What to do
Reproduce all of the material below, replacing every occurrence of "exercise" with "activity" and leaving everything else unchanged.
****
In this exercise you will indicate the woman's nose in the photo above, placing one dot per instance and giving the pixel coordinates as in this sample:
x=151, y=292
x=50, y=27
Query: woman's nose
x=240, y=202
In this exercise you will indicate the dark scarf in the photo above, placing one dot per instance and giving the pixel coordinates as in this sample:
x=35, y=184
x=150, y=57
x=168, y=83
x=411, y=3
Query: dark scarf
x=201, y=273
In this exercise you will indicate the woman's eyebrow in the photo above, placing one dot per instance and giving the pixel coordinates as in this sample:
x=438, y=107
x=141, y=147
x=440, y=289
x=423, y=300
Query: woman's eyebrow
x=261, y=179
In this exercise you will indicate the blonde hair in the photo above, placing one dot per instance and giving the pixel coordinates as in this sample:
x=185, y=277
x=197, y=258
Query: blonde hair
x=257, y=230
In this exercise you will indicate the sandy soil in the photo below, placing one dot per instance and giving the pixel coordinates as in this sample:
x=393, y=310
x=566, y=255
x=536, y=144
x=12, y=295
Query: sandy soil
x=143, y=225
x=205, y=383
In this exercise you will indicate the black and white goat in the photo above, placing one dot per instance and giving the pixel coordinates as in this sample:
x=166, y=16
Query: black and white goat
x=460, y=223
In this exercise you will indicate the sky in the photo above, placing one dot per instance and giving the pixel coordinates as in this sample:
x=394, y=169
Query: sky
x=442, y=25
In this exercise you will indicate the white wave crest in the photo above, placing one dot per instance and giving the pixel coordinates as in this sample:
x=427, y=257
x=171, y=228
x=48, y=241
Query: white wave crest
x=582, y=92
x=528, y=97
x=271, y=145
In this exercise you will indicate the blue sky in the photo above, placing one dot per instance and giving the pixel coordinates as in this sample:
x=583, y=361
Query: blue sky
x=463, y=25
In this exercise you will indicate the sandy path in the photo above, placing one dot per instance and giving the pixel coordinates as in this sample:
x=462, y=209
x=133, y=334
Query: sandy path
****
Task solution
In this activity you will indicate the woman's nose in the photo above, placing one dot per instance and giving the pixel coordinates as in this sample:
x=151, y=292
x=50, y=27
Query: woman's nose
x=240, y=202
In this activity you will indicate the dark scarf in the photo above, placing one dot per instance and giving the pixel coordinates as in this sample:
x=35, y=184
x=150, y=57
x=168, y=83
x=411, y=3
Query: dark scarf
x=201, y=273
In this activity you will indicate the woman's eyebrow in the photo above, placing one dot per instance and giving the pixel coordinates as in this sample:
x=438, y=107
x=141, y=147
x=440, y=289
x=423, y=300
Query: woman's eyebrow
x=261, y=179
In this activity you will indicate the blonde hair in the photo above, placing one dot per instance and giving the pixel coordinates as in this sample:
x=185, y=277
x=197, y=258
Query: blonde hair
x=257, y=230
In this activity you will indicate the sandy soil in the photo below, placing one dot per instance and giving the pixel coordinates as in this sample:
x=393, y=310
x=566, y=255
x=536, y=144
x=12, y=295
Query: sandy soil
x=143, y=225
x=205, y=383
In this activity you will indicate the black and white goat in the photo above, placing one dot per instance and giving the pixel coordinates as in this sample:
x=166, y=16
Query: black and white goat
x=460, y=223
In this activity you will indicate the sky in the photo above, placing one dot per instance and giving the pixel coordinates as in this sample:
x=394, y=169
Query: sky
x=442, y=25
In this activity you will indicate the white wave crest in the photo above, placing one dot per instance and giving the pixel coordinates as in this sample:
x=427, y=257
x=171, y=228
x=48, y=241
Query: white wave crest
x=582, y=92
x=528, y=97
x=271, y=145
In this activity you will indicate the blue sky in the photo above, placing one dot per instance and giving the pixel coordinates as in this sample:
x=583, y=361
Query: blue sky
x=463, y=25
In this activity you will indicate the sandy path in the photo above, placing one dot per instance and giving the pixel coordinates as in this sample:
x=462, y=209
x=133, y=334
Query: sandy path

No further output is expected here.